• What this task involves
Copy out verbatim the lines of the material below, starting at the line that contains "each like [16,311]." and ending at the final line of the material.

• Data shown
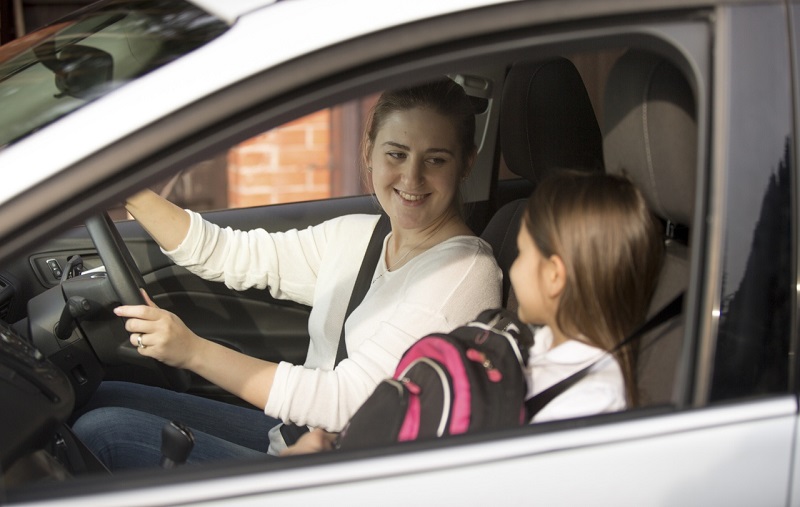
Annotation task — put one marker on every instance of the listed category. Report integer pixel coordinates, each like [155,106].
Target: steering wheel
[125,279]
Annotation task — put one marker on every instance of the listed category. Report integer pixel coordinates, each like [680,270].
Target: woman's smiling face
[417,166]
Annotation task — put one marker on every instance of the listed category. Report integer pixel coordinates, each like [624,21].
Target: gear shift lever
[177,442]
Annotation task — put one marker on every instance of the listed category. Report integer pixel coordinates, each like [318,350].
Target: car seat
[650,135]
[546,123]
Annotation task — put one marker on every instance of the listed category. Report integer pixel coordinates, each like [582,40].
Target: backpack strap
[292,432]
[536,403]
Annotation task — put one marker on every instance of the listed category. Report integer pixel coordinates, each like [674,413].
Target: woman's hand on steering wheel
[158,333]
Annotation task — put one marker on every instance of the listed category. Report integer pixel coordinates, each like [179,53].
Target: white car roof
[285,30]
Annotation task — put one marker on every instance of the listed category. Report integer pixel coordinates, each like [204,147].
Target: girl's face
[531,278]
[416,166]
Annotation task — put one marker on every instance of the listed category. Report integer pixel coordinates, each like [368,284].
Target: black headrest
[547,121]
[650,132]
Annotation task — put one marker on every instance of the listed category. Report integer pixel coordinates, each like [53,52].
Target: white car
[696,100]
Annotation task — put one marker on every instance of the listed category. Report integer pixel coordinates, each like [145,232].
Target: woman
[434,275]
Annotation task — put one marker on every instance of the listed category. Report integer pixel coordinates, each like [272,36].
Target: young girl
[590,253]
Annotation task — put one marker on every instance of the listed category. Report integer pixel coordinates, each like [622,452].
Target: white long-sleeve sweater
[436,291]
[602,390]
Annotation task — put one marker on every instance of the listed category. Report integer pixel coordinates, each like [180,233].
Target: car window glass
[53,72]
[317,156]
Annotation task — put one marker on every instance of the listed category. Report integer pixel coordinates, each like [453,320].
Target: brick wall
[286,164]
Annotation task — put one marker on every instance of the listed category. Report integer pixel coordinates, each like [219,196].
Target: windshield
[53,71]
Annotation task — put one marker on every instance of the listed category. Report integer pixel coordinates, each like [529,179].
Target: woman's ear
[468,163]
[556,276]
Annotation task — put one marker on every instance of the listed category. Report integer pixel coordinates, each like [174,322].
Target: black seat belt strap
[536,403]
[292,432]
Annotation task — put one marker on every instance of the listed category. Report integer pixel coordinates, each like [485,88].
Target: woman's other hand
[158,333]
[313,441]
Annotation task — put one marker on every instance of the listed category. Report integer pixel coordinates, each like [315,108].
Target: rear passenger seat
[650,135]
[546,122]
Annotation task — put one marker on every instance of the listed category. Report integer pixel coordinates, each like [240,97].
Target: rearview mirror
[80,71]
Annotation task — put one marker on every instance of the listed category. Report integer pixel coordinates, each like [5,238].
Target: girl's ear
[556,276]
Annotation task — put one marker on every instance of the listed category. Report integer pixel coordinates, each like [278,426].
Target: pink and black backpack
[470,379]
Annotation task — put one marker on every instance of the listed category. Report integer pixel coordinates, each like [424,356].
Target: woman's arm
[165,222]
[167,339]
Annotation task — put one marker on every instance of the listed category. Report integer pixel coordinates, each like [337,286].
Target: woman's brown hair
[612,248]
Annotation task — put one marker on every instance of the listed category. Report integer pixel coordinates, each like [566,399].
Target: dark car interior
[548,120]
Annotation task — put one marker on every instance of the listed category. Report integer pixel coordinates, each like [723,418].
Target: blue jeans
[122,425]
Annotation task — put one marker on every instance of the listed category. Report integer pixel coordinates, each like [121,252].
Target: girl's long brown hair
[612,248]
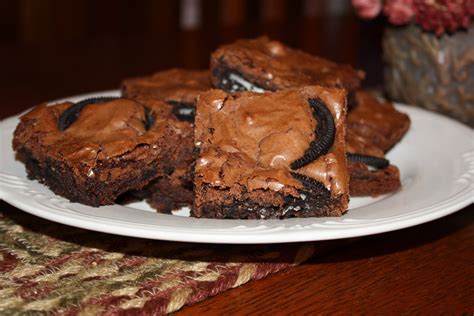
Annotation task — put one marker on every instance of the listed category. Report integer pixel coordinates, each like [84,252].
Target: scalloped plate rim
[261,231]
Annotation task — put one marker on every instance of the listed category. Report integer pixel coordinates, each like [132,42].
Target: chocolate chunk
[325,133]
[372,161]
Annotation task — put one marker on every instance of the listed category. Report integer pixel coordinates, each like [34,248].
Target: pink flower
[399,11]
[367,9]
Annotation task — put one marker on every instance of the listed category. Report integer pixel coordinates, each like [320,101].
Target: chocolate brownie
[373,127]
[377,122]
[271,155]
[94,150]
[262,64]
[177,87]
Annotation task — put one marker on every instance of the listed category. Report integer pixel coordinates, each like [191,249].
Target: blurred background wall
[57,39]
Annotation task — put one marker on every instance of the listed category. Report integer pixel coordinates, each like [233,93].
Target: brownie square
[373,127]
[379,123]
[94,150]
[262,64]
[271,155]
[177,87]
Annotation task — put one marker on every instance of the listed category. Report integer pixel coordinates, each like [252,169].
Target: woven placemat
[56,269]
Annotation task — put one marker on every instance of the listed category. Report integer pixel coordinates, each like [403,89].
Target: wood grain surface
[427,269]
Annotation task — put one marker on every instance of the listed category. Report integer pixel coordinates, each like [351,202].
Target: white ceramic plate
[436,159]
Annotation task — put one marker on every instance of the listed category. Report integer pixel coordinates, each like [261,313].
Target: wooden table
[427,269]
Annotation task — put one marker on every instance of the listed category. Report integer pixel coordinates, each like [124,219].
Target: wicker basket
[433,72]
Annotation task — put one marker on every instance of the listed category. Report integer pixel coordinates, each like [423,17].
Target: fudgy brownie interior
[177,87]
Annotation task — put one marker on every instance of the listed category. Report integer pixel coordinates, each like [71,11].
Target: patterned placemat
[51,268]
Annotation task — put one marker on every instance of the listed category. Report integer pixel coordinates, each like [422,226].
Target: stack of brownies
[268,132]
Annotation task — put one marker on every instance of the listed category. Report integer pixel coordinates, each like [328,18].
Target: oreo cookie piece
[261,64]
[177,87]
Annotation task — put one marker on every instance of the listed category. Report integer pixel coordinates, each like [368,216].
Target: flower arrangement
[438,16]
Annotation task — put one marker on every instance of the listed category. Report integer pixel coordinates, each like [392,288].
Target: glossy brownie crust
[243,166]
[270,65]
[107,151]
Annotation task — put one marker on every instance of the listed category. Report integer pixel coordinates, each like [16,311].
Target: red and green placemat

• Task answer
Annotation task — put one marker on every instance of the listed category. Report integer pixel coordinates, each like [16,311].
Target: red and green placemat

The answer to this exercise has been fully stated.